◆ **Prompt a**: Reproduce the part of the article about the band Under the Driftwood Tree that begins with the words "Under the Driftwood Tree (also" and ends after the words "For A Week'.".

Under the Driftwood Tree (also known as UDWT) are a Cardiff-based band founded in Wales by Kitt Stoodley in 2008. Their music is described as 'surfer folk' and is based on vocal harmonies and unusual instruments, including ukulele, didgeridoo, djembe, cajon and accordion as well as acoustic guitars and bass.

History
The band originated as an acoustic guitar duo consisting of Chris Stoodley and Dylan Thomas (of Pwllheli) after the pair had met whilst performing at "Open Mic at the Gate" in Cardiff during the Autumn of 2008. The band name is an adaptation of "The Milk Wood" by Thomas's namesake. Stoodley and Thomas recorded their first song together in December 2008 entitled 'Gone For A Week'.
In February 2009 Thomas left the group to pursue other interests.

Stoodley met the other members of UDWT through shared interests in music and surfing. Alex Perry on lead guitar and Robbie Price on vocals and rhythm guitar, from Pembroke, joined Cardiff based Kitt Stoodley on vocals and Ukulele and Kathryn Shanahan from Tipperary in Ireland on vocals and djembe drum as a four-piece surf style folk band in February 2009.  They began playing regularly at popular live music venues in Cardiff and were the Welsh winners of the Surface Unsigned Festival in 2009, shortlisted from 30,000 applicants and performed at IndigO2 in The O2 in London. In 2010 they were joined by Samuel Lloyd Griffiths on Bass and performed at The Eden Sessions with Jack Johnson in Cornwall on 26 June 2010.
 
In 2013, Shanahan left the band and returned to Ireland.

In 2019 Chris changed name to his stage name Kitt Stoodley during his campaign to promote his solo material and his own record label "Amped In'Sain". The year also saw the announcement on the bands Facebook page that Under The Driftwood Tree had reformed and will play a live come back show at the "10 Feet Tall" music bar in Cardiff in September 2019 . Whether this return is just a re-union or a permanent one and if the band will finally release any new material is still yet to be announced. In July 2019 the shelved debut album was finally released on Bandcamp entitled "If Only If: The Collection. Following the release of the debut album on the 28th of August 2019 a collection of unreleased material and covers saw release on the compilation album "Covers and Left Overs" on Bandcamp.

◆ **Prompt b**: Rewrite the records from their first line through the line containing "column 310, row 582", changing every "Drop a point" to "Place a marker" and leaving everything else as it stands. Return only those lines.

◆ **Record set**:
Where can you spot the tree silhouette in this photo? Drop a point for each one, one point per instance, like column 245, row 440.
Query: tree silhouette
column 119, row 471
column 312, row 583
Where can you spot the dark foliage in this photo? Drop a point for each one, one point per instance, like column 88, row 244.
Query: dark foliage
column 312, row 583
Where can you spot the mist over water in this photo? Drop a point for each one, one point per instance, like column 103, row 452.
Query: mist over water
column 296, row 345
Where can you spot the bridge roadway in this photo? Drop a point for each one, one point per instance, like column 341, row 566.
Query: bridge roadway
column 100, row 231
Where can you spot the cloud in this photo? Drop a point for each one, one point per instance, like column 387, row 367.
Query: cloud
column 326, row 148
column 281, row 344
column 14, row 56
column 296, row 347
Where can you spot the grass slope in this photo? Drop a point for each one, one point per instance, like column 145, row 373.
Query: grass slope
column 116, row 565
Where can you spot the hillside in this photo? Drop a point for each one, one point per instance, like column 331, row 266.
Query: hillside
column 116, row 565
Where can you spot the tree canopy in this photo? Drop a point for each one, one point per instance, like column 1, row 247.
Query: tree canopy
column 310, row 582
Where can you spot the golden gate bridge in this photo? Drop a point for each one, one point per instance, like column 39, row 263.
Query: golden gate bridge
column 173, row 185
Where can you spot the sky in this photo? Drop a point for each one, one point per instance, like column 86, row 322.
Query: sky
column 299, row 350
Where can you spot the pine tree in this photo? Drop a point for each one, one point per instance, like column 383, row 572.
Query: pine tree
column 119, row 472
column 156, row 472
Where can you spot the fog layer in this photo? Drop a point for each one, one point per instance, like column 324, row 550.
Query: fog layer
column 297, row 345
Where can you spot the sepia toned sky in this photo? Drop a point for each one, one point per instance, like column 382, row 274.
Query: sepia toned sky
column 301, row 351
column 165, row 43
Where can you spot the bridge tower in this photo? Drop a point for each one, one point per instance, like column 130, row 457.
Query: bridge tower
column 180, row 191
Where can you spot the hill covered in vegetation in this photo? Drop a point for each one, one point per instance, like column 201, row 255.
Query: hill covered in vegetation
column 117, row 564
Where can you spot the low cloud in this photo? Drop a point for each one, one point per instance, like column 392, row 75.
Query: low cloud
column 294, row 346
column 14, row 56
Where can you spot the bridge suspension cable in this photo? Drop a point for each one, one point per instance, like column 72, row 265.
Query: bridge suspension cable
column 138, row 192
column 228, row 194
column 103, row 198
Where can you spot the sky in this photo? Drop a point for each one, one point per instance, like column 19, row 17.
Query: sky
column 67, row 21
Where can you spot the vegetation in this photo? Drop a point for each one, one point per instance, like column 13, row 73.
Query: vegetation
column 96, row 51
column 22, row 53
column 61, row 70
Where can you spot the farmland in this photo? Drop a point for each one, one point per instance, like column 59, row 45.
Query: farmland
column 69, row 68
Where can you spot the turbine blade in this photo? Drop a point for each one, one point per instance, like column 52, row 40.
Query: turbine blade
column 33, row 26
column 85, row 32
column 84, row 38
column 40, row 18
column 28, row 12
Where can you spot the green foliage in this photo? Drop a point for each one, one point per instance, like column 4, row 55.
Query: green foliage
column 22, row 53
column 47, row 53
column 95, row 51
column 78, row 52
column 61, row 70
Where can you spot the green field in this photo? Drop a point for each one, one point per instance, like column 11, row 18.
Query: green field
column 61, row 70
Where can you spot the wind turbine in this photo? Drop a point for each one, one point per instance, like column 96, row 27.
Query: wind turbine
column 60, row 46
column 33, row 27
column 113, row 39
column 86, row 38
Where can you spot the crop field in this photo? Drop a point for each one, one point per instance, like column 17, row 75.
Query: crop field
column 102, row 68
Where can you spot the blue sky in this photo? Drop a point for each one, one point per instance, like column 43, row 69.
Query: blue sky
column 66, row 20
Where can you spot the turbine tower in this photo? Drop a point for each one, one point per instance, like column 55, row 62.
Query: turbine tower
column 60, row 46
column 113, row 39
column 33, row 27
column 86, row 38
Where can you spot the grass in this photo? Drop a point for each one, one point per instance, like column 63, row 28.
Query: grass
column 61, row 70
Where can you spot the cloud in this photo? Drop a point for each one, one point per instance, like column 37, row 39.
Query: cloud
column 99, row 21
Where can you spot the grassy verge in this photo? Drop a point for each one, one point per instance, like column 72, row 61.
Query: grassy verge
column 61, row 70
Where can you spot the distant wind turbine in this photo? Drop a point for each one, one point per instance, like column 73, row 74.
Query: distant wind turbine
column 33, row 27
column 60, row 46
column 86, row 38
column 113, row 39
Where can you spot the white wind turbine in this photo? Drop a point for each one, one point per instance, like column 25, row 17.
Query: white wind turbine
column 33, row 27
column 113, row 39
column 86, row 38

◆ **Exercise answer a**:
Under the Driftwood Tree (also known as UDWT) are a Cardiff-based band founded in Wales by Kitt Stoodley in 2008. Their music is described as 'surfer folk' and is based on vocal harmonies and unusual instruments, including ukulele, didgeridoo, djembe, cajon and accordion as well as acoustic guitars and bass.

History
The band originated as an acoustic guitar duo consisting of Chris Stoodley and Dylan Thomas (of Pwllheli) after the pair had met whilst performing at "Open Mic at the Gate" in Cardiff during the Autumn of 2008. The band name is an adaptation of "The Milk Wood" by Thomas's namesake. Stoodley and Thomas recorded their first song together in December 2008 entitled 'Gone For A Week'.

◆ **Exercise answer b**:
Where can you spot the tree silhouette in this photo? Place a marker for each one, one point per instance, like column 245, row 440.
Query: tree silhouette
column 119, row 471
column 312, row 583
Where can you spot the dark foliage in this photo? Place a marker for each one, one point per instance, like column 88, row 244.
Query: dark foliage
column 312, row 583
Where can you spot the mist over water in this photo? Place a marker for each one, one point per instance, like column 103, row 452.
Query: mist over water
column 296, row 345
Where can you spot the bridge roadway in this photo? Place a marker for each one, one point per instance, like column 341, row 566.
Query: bridge roadway
column 100, row 231
Where can you spot the cloud in this photo? Place a marker for each one, one point per instance, like column 387, row 367.
Query: cloud
column 326, row 148
column 281, row 344
column 14, row 56
column 296, row 347
Where can you spot the grass slope in this photo? Place a marker for each one, one point per instance, like column 145, row 373.
Query: grass slope
column 116, row 565
Where can you spot the hillside in this photo? Place a marker for each one, one point per instance, like column 331, row 266.
Query: hillside
column 116, row 565
Where can you spot the tree canopy in this photo? Place a marker for each one, one point per instance, like column 1, row 247.
Query: tree canopy
column 310, row 582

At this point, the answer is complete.